## YOUR OBJECTIVE:
Reproduce verbatim the data from the line containing "Mark a point on each instance of the blue cap" through the line containing "x=901, y=537", both lines included. Omit the pictures from your reproduction.

## Stored data entries:
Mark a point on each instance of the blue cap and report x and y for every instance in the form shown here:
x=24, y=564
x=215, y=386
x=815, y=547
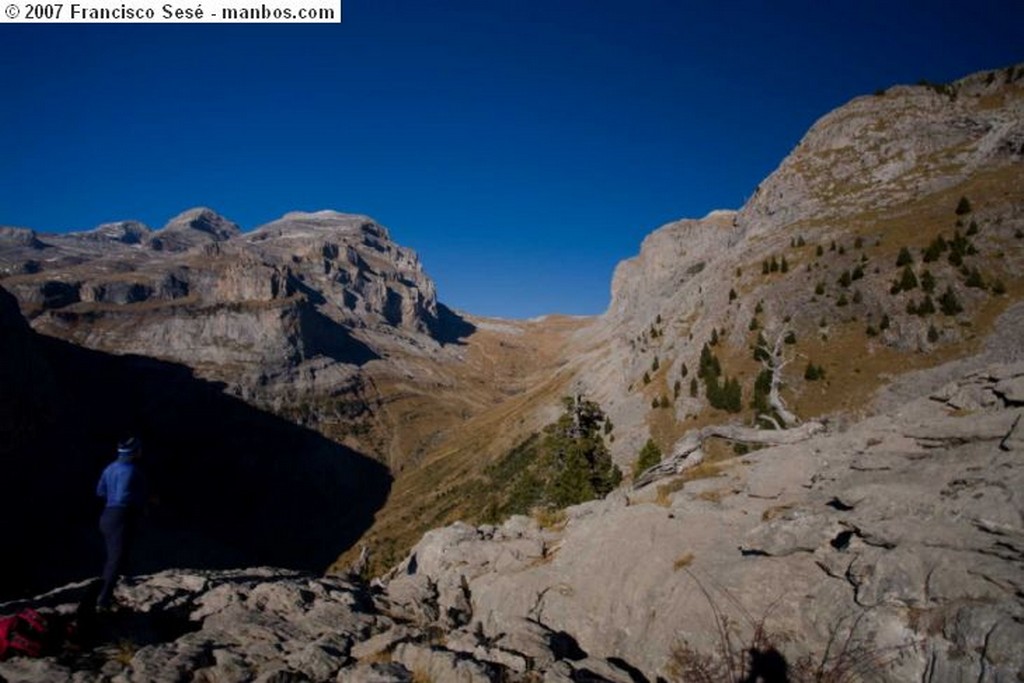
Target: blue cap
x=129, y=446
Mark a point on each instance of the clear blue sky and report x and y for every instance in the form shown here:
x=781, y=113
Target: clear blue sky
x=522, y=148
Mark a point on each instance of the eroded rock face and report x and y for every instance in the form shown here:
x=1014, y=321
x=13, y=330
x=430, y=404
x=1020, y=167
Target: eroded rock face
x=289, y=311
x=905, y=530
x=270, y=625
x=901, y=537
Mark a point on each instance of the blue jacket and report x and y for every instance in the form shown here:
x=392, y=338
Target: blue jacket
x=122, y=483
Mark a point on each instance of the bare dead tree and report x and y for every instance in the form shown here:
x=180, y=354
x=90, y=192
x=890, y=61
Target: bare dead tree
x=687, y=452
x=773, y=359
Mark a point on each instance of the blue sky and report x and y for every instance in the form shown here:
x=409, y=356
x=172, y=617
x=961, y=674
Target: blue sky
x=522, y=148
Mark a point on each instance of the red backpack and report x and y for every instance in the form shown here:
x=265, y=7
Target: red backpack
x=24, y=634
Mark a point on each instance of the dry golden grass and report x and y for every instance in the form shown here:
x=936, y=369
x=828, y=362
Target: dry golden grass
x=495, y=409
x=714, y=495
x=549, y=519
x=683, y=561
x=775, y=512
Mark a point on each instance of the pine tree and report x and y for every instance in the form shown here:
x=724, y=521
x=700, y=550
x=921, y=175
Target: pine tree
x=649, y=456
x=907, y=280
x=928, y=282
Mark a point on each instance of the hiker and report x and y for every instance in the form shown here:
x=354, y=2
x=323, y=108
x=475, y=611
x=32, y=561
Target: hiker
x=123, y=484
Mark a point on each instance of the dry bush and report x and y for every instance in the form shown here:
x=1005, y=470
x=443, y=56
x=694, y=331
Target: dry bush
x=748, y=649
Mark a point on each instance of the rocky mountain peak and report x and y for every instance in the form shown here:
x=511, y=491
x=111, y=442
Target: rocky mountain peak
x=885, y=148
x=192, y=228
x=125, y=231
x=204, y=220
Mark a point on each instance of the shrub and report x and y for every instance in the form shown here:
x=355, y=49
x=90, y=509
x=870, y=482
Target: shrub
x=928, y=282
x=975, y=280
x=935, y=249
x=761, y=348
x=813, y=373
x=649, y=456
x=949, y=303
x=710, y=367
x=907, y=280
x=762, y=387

* * *

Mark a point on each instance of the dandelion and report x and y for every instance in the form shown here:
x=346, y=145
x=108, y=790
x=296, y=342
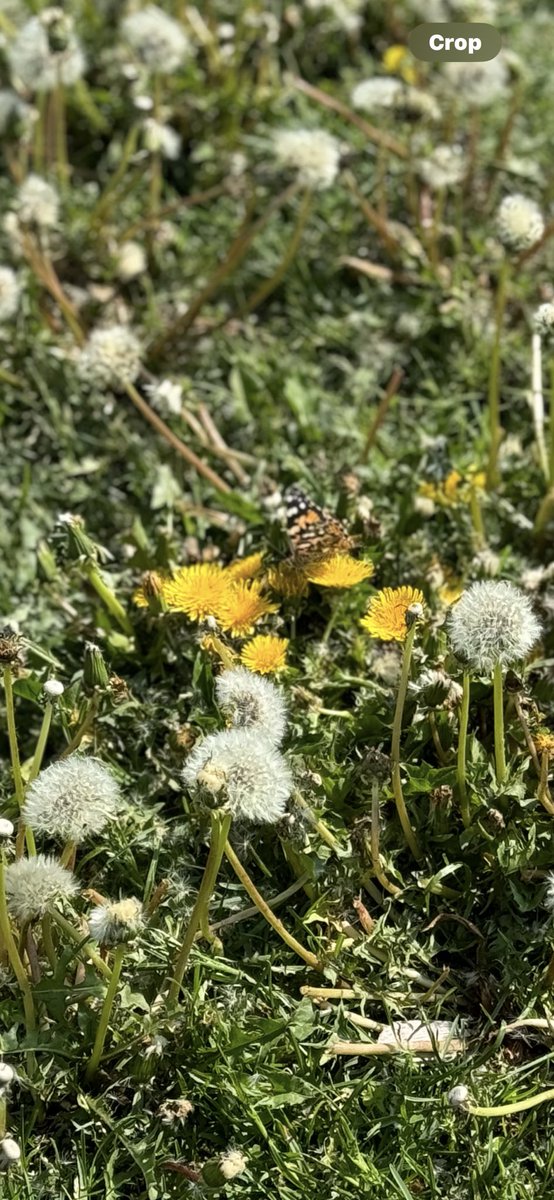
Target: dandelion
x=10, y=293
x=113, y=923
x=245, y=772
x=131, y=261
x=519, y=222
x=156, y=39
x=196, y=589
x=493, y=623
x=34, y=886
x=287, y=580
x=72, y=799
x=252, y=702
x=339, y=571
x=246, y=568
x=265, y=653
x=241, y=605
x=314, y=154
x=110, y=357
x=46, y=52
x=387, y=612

## RESPONSE TO THE EXERCISE:
Mark a point on each instance of the blue cap and report x and y for every instance in the form shown here:
x=24, y=564
x=215, y=386
x=815, y=547
Target: blue cap
x=129, y=446
Mark a point on each instance of the clear blue sky and report x and y for every instance in the form shown here:
x=781, y=113
Target: clear blue sky
x=522, y=148
Mark a point on each instance of the eroded rock face and report x and y for every instance in the form shown here:
x=1014, y=321
x=13, y=330
x=430, y=404
x=1020, y=167
Target: eroded rock face
x=289, y=311
x=905, y=530
x=270, y=625
x=901, y=537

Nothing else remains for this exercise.